**Excerpt:**
————————

If restraint is a euphemism for elimination, that goal may prove elusive. If, however, it refers to a world in which war plays a less central role, the evidence strongly supports the judgment that the current order is performing well. Steven Pinker and Andrew Mack summarized the evidence in December: “the rate of killing civilians has dropped by about three orders of magnitude since the decade after World War II, and by four orders of magnitude since the war itself”; “the number of interstate wars has plummeted since 1945, and the most destructive kind of war, in which great powers or developed states fight each other, has vanished altogether”; and there has been “a steep reduction in the number of armed conflicts of all kinds” since the Cold War.

The second reason today’s leaders may hesitate to modernize world order is that growing disorder has not, thus far, undermined human progress: most trends suggest the world is becoming not only safer, as Pinker and Mack document, but also healthier and wealthier, despite rising disorder in particular regions. According to the University of Washington’s Institute of Health Metrics and Evaluation, “global life expectancy increased by 5.8 years for men and 6.6 years for women” between 1990 and 2013. During the same period, the United Nations found that the mortality rate for children under five fell from 90 per thousand births to 46, and the percent of the world’s people that is “clinically malnourished” fell from 18.7 to 11.3. According to the U.S. Department of Agriculture’s Economic Research Service, real global GDP more than tripled between 1970 and 2010, rising from approximately $18.8 trillion to $64.4 trillion; during the same period, real global GDP per capita increased from roughly $5,100 to $9,400. In large part because of torrid growth in China and India, especially the former, Christoph Lakner and Branko Milanovic calculated last May that “global inequality—as measured by most conventional indicators—went down [from 1988 to 2008]. The global Gini coefficient fell by almost 2 Gini points (from 72.2 to 70.5).”

————————

**Material shown:**
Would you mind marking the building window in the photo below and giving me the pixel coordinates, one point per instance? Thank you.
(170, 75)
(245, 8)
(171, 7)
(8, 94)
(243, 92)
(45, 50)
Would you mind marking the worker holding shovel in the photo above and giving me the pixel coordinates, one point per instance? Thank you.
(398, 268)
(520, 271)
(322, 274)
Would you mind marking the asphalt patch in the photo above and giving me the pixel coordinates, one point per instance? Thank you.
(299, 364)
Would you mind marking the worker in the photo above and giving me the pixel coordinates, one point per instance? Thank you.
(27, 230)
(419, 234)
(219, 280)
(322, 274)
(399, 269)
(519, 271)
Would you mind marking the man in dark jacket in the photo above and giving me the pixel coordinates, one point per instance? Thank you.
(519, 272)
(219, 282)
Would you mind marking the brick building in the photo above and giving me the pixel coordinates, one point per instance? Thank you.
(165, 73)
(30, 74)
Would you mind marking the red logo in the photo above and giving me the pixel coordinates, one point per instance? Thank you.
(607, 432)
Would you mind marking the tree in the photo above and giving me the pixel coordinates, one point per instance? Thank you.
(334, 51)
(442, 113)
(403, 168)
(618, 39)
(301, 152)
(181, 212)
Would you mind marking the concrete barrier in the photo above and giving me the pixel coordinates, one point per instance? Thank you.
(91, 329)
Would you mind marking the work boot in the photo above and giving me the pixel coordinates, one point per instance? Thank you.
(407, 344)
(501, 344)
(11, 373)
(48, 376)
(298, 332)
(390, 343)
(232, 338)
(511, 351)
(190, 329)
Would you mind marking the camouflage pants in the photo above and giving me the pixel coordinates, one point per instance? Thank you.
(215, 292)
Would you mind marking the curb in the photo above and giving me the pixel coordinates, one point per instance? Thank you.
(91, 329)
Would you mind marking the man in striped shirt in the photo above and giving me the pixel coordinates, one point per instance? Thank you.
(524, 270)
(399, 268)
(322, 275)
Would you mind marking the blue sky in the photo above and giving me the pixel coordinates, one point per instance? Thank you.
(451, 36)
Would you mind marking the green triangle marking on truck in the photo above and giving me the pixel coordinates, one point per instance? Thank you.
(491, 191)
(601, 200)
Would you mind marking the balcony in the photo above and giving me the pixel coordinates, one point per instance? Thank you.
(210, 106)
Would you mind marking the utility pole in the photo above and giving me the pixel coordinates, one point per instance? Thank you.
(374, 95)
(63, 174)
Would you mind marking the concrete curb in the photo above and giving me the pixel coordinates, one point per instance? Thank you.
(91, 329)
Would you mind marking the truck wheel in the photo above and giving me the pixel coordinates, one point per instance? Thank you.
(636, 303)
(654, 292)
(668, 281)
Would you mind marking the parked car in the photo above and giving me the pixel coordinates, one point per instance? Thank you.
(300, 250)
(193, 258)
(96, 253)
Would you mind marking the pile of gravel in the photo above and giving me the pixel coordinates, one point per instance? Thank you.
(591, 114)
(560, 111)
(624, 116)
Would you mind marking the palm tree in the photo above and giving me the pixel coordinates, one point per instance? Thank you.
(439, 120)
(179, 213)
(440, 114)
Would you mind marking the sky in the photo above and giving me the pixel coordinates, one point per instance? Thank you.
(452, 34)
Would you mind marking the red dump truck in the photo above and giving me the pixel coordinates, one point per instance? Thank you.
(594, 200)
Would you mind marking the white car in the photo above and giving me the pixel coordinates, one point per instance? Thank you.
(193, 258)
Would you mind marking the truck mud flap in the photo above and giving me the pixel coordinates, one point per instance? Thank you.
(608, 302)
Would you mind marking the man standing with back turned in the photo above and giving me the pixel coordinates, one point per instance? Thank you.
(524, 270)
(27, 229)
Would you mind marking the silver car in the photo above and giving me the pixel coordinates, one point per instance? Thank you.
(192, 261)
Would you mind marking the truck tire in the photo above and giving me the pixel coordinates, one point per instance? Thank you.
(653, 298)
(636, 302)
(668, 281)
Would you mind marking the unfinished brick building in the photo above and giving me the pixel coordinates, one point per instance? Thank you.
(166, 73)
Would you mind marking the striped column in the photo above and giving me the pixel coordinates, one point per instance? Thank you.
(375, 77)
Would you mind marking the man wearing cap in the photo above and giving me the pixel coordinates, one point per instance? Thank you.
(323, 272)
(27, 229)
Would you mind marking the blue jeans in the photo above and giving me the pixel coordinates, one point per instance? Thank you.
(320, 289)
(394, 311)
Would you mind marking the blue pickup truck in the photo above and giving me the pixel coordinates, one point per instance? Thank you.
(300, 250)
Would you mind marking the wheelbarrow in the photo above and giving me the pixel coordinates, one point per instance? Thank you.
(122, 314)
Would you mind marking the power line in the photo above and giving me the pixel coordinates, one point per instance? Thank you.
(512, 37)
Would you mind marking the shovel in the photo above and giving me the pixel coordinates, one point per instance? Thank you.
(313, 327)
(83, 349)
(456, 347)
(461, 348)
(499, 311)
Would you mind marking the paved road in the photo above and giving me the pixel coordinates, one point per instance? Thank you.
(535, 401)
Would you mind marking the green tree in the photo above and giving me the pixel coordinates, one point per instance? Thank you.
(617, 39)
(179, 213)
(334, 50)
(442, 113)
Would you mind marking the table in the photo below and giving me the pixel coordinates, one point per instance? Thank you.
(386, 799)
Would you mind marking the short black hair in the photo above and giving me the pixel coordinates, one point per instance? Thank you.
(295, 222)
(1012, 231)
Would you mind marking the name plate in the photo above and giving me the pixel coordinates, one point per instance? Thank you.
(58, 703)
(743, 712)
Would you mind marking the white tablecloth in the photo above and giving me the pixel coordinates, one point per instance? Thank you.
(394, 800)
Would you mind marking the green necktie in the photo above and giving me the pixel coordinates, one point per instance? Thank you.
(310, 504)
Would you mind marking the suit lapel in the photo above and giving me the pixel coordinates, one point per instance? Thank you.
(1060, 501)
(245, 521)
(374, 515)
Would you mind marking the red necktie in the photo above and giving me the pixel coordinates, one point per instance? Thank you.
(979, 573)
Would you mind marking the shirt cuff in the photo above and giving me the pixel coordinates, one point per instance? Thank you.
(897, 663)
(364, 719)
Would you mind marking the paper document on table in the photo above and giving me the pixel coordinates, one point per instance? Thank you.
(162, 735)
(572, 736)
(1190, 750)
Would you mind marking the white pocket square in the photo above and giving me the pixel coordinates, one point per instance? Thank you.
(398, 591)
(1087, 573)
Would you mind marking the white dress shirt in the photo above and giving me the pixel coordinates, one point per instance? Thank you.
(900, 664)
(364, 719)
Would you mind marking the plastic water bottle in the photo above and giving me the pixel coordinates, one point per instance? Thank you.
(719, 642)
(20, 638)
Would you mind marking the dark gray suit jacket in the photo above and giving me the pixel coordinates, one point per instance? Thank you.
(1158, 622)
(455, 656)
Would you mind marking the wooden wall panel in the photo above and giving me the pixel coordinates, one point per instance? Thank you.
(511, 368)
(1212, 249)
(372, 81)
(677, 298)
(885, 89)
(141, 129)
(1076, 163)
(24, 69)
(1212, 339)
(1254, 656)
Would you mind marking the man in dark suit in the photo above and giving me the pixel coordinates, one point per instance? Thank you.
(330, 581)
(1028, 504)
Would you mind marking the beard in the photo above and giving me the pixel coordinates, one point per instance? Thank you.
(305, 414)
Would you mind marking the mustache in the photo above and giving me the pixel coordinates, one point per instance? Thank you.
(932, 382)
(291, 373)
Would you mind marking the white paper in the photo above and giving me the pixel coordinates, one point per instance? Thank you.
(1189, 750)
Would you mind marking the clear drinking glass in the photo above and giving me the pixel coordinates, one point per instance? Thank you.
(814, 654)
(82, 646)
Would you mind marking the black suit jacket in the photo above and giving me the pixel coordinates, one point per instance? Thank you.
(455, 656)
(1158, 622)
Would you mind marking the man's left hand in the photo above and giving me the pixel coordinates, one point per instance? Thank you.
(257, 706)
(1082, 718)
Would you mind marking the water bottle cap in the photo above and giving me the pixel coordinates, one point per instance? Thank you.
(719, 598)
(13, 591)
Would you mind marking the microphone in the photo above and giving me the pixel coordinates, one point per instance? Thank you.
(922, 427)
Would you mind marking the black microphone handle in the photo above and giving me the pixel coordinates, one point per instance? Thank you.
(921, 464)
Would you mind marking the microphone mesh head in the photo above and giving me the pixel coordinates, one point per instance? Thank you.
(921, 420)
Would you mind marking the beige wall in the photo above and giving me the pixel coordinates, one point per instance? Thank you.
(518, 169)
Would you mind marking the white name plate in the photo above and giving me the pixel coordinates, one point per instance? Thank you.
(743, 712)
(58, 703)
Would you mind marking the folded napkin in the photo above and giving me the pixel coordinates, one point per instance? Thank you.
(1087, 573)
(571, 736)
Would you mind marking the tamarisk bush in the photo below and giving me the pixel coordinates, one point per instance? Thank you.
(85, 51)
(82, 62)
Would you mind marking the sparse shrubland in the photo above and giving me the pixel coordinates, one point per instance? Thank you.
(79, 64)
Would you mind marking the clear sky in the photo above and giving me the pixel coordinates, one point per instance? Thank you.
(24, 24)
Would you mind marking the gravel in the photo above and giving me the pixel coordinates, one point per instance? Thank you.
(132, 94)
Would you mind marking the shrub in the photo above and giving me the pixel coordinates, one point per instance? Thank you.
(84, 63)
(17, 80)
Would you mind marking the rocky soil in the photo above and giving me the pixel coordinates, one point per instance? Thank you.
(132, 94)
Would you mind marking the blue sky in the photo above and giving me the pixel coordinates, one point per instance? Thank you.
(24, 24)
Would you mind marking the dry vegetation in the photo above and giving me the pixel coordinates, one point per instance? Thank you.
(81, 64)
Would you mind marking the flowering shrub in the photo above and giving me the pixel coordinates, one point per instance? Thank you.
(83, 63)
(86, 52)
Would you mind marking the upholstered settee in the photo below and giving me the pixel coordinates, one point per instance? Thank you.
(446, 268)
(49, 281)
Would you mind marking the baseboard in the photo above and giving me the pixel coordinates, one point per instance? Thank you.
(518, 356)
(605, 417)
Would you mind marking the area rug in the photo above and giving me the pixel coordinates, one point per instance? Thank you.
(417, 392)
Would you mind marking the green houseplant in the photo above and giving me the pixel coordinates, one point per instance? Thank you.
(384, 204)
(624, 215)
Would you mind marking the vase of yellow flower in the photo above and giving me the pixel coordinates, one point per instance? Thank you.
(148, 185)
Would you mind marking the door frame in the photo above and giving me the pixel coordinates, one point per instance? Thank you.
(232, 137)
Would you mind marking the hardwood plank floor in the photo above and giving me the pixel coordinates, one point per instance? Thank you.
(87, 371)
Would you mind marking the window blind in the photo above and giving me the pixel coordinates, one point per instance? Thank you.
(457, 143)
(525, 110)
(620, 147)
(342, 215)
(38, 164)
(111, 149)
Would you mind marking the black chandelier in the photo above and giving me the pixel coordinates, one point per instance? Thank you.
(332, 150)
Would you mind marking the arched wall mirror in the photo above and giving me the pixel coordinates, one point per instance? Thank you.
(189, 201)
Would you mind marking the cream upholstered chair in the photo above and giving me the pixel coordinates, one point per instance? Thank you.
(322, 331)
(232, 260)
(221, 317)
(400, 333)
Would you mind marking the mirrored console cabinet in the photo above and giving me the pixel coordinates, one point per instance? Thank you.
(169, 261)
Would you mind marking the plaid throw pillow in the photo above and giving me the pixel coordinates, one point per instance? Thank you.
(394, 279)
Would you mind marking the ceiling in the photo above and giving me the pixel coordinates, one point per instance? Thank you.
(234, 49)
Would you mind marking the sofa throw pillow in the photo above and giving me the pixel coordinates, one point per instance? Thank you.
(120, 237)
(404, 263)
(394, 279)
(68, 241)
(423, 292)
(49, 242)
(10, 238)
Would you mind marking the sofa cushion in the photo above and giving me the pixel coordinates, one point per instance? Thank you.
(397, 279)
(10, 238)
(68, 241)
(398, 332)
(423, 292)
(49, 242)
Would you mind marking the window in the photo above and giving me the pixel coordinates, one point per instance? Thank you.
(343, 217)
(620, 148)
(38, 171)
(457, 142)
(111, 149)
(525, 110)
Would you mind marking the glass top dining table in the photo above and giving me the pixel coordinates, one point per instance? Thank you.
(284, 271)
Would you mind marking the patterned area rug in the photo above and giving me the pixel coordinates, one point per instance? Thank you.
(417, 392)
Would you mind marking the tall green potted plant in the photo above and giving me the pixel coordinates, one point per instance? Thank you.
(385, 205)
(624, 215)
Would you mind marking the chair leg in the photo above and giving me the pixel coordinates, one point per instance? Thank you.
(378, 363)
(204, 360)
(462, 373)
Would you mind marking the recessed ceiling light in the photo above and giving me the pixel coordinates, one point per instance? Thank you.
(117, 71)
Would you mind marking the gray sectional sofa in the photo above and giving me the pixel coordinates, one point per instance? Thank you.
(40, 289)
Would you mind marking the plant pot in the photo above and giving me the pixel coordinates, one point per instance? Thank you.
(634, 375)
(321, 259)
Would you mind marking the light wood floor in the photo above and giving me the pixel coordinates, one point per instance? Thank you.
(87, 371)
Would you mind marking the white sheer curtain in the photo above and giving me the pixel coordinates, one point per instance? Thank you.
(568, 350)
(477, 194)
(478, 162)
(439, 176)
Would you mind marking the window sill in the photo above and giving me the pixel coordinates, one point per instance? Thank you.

————————

**Required work:**
#1 Reproduce the excerpt on world order from "If restraint is" up to and including "the Cold War.".
#2 Does the excerpt on world order support each statement? Answer yes or no, and quote the deciding words.
(a) Between 1990 and 2013, the mortality rate for children under five dropped from 90 per thousand births to 46.
(b) Real global GDP fell between 1970 and 2010.
(c) The global Gini coefficient rose from 70.5 to 72.2.
#3 According to the excerpt on world order, by how many years did global life expectancy for women increase between 1990 and 2013?
The listing has no connection to the excerpt on world order.

**Answers per task:**
#1
If restraint is a euphemism for elimination, that goal may prove elusive. If, however, it refers to a world in which war plays a less central role, the evidence strongly supports the judgment that the current order is performing well. Steven Pinker and Andrew Mack summarized the evidence in December: “the rate of killing civilians has dropped by about three orders of magnitude since the decade after World War II, and by four orders of magnitude since the war itself”; “the number of interstate wars has plummeted since 1945, and the most destructive kind of war, in which great powers or developed states fight each other, has vanished altogether”; and there has been “a steep reduction in the number of armed conflicts of all kinds” since the Cold War.

#2
(a) Yes: "the mortality rate for children under five fell from 90 per thousand births to 46"
(b) No: "real global GDP more than tripled between 1970 and 2010"
(c) No: "The global Gini coefficient fell by almost 2 Gini points (from 72.2 to 70.5)."

#3 6.6 years.